All of the data needs to be repeated exactly.
** BEGIN Exercise inputs **
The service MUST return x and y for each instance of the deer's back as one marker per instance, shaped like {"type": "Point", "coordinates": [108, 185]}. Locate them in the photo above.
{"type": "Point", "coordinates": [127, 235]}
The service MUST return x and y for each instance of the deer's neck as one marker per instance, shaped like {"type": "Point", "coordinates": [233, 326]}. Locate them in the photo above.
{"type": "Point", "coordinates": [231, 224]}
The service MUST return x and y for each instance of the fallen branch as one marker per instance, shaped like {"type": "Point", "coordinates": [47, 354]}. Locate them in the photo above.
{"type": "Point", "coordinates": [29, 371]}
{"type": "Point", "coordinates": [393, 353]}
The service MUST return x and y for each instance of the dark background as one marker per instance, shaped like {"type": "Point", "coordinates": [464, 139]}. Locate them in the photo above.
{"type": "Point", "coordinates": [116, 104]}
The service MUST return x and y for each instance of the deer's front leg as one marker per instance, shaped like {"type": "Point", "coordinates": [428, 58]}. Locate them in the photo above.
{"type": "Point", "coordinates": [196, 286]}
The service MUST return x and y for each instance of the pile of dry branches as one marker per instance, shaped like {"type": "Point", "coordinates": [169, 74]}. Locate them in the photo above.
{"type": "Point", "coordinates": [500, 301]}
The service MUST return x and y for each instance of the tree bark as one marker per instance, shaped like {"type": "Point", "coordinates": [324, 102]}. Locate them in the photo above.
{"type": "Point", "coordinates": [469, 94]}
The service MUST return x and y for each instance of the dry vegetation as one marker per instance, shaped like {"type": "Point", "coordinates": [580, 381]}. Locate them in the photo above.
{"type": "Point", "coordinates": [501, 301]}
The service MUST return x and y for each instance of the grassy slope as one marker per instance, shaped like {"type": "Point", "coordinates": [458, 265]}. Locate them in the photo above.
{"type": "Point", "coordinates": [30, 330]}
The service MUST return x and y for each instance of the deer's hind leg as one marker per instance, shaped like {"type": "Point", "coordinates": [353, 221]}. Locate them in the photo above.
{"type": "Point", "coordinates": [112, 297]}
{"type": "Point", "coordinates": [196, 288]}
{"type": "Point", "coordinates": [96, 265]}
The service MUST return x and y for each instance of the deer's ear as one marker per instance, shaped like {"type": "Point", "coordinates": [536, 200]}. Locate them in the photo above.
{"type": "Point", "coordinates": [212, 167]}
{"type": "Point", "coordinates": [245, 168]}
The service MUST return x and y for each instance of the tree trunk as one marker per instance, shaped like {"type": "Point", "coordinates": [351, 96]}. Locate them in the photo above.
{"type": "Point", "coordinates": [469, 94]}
** END Exercise inputs **
__Answer to the exercise__.
The service MUST return x and y for each instance of the deer's back as one marker per instance, shaped like {"type": "Point", "coordinates": [108, 185]}. Locate them in the photo above.
{"type": "Point", "coordinates": [127, 235]}
The service MUST return x and y for each instance of the deer's neck as one marker per instance, shaped like {"type": "Point", "coordinates": [233, 326]}. Locate them in the photo above.
{"type": "Point", "coordinates": [231, 224]}
The service MUST return x and y for each instance of the fallen branch as one marker per instance, shaped like {"type": "Point", "coordinates": [47, 354]}. Locate them in the photo above.
{"type": "Point", "coordinates": [29, 371]}
{"type": "Point", "coordinates": [393, 353]}
The service MUST return x and y for each instance of the dark background as one marker per instance, shaped like {"type": "Point", "coordinates": [464, 139]}. Locate them in the photo above.
{"type": "Point", "coordinates": [116, 104]}
The service MUST return x and y for each instance of the deer's front leg as one marker per instance, shaped like {"type": "Point", "coordinates": [428, 58]}. Locate them in the photo above.
{"type": "Point", "coordinates": [196, 286]}
The service MUST return x and y for each instance of the pile of dry branches as one marker per instance, shaped like {"type": "Point", "coordinates": [169, 74]}. Locate them in the photo above.
{"type": "Point", "coordinates": [500, 301]}
The service MUST return x and y for each instance of the tree bark as one marker per instance, shaped like {"type": "Point", "coordinates": [324, 102]}. Locate them in the photo above.
{"type": "Point", "coordinates": [469, 94]}
The service MUST return x and y for each instance of the dry vegetation as one marker per instance, shaped like {"type": "Point", "coordinates": [580, 381]}. Locate them in the photo above.
{"type": "Point", "coordinates": [501, 301]}
The service MUST return x and y for each instance of the grassy slope as one marker per instance, shaped like {"type": "Point", "coordinates": [458, 265]}. Locate them in the photo above.
{"type": "Point", "coordinates": [30, 330]}
The service MUST return x and y for each instance of the deer's hind leg as one marker per instance, shaped like {"type": "Point", "coordinates": [353, 221]}. Locate them in the photo above.
{"type": "Point", "coordinates": [112, 297]}
{"type": "Point", "coordinates": [196, 288]}
{"type": "Point", "coordinates": [96, 265]}
The service MUST return x and y for each instance of the deer's ear as one marker per instance, shaped like {"type": "Point", "coordinates": [536, 200]}. Locate them in the photo above.
{"type": "Point", "coordinates": [212, 167]}
{"type": "Point", "coordinates": [245, 168]}
The service MUST return x and y for each instance of the tree trunk as one marker per instance, shaped like {"type": "Point", "coordinates": [351, 96]}. Locate them in the photo above.
{"type": "Point", "coordinates": [469, 94]}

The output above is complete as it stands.